Collected data entries:
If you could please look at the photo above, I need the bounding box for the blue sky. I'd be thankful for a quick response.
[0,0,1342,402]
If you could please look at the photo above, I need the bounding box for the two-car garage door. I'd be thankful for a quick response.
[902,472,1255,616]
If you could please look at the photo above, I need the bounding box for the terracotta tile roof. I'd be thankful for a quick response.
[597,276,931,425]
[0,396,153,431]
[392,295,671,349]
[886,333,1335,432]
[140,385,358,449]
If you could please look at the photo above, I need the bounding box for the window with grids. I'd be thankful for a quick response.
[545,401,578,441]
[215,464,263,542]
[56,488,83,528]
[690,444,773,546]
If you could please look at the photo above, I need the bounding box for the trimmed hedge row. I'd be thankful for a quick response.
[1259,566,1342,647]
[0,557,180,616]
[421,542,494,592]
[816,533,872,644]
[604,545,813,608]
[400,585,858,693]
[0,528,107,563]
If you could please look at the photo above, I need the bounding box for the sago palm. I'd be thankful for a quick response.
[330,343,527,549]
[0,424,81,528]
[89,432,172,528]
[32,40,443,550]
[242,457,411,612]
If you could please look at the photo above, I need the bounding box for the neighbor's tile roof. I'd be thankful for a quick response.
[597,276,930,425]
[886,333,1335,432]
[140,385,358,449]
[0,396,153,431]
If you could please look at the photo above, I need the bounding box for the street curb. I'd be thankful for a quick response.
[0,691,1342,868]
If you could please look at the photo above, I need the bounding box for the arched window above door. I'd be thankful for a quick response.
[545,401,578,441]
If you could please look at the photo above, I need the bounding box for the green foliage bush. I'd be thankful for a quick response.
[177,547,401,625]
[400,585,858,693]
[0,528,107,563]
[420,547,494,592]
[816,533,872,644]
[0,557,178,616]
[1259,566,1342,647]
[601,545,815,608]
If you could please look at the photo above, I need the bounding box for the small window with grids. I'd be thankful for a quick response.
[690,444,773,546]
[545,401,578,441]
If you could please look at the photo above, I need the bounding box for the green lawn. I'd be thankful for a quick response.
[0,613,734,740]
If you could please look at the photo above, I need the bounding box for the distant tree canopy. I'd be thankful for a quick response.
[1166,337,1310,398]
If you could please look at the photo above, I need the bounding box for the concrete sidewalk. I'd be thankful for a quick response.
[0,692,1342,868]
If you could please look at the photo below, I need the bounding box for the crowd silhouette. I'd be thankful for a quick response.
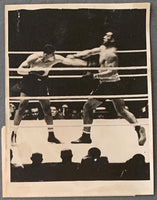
[10,147,150,182]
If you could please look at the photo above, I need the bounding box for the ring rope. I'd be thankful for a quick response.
[9,66,148,71]
[10,123,148,128]
[8,49,147,54]
[10,94,148,100]
[9,74,147,79]
[9,98,148,103]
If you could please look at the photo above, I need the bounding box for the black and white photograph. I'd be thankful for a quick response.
[3,3,154,197]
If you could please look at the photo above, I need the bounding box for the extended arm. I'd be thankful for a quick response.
[68,47,100,58]
[17,54,37,75]
[56,55,87,67]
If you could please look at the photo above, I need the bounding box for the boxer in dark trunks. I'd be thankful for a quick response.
[11,44,87,144]
[69,32,146,145]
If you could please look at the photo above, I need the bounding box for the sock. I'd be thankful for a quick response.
[48,127,54,132]
[83,130,90,134]
[12,125,18,134]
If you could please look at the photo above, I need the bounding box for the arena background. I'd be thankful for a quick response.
[0,0,157,197]
[8,9,148,117]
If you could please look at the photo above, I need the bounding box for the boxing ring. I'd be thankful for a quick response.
[8,50,151,163]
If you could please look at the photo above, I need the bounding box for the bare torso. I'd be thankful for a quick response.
[99,45,120,82]
[30,53,59,76]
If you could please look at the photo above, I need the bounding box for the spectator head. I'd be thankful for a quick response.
[31,153,43,166]
[23,109,30,119]
[50,106,57,117]
[98,156,109,165]
[103,32,115,47]
[43,44,55,55]
[132,154,145,165]
[61,149,73,163]
[88,147,101,159]
[62,104,68,108]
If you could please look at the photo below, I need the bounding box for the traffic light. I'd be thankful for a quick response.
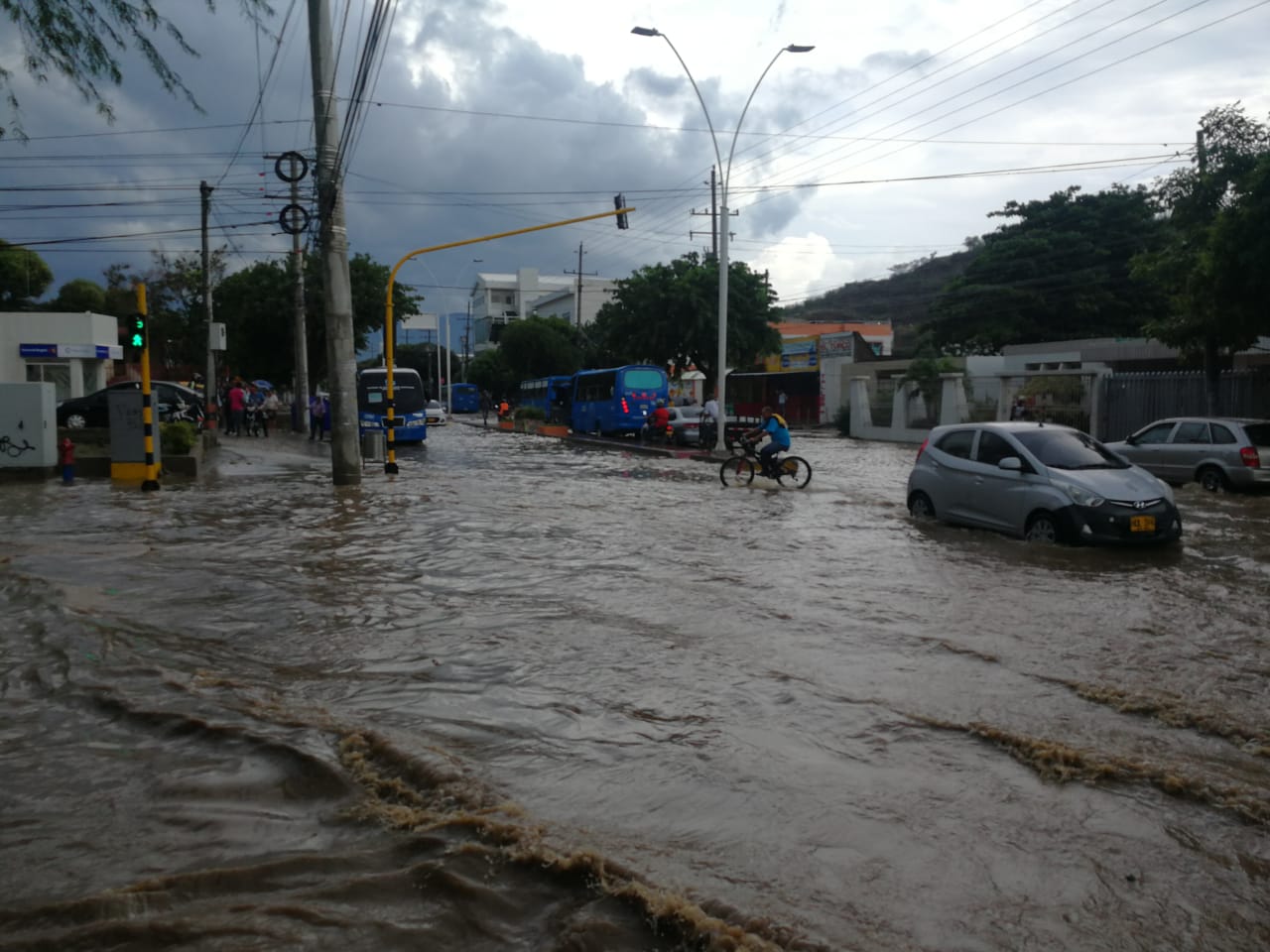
[127,313,146,352]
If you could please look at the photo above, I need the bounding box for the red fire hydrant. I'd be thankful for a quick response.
[58,436,75,482]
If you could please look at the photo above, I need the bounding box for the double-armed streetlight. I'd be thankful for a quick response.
[631,27,816,450]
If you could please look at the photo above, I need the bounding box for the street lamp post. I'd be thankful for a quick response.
[631,27,816,452]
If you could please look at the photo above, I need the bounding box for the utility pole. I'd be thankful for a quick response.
[463,298,472,384]
[309,0,360,486]
[290,156,310,439]
[198,178,216,425]
[564,241,599,330]
[689,165,718,258]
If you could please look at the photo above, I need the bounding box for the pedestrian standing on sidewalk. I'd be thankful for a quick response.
[225,380,246,436]
[309,391,325,443]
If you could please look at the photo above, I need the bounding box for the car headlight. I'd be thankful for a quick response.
[1054,480,1106,509]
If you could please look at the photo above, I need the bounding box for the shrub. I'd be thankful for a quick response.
[159,420,198,456]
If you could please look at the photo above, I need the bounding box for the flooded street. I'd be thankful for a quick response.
[0,424,1270,952]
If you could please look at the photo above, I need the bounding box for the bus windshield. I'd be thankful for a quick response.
[357,368,426,416]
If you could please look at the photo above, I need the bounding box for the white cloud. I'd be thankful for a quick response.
[0,0,1270,324]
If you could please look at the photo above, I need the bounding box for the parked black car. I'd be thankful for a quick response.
[58,380,203,429]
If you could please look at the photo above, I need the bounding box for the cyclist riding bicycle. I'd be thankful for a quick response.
[745,407,790,477]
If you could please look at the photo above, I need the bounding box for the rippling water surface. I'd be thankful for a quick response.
[0,424,1270,952]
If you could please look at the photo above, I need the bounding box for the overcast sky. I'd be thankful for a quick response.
[0,0,1270,320]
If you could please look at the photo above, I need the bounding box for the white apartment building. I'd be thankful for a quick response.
[470,268,617,353]
[0,311,123,400]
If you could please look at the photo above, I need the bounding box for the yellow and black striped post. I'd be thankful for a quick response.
[133,281,159,493]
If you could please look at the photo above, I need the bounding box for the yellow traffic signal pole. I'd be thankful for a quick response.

• SET EXERCISE: Reproduce the stretch from the line containing "torso. I'd be thankful for a quick response." through the line containing "[62,104,68,108]", substituting "bounding rectangle" for "bounding box" and leaving everything else unchanged.

• RESULT BELOW:
If you could please look at the photo above, I need the bounding rectangle for the bare torso. I'd be thankful for a quick response.
[99,45,120,82]
[30,53,59,76]
If you could please look at the photo above, I need the bounding rectangle for the spectator head. I'd be thankful for a quick response.
[31,153,43,166]
[23,109,30,119]
[50,106,57,117]
[98,156,109,165]
[103,32,115,47]
[43,44,55,55]
[132,154,145,165]
[61,149,73,163]
[88,147,101,159]
[62,104,68,108]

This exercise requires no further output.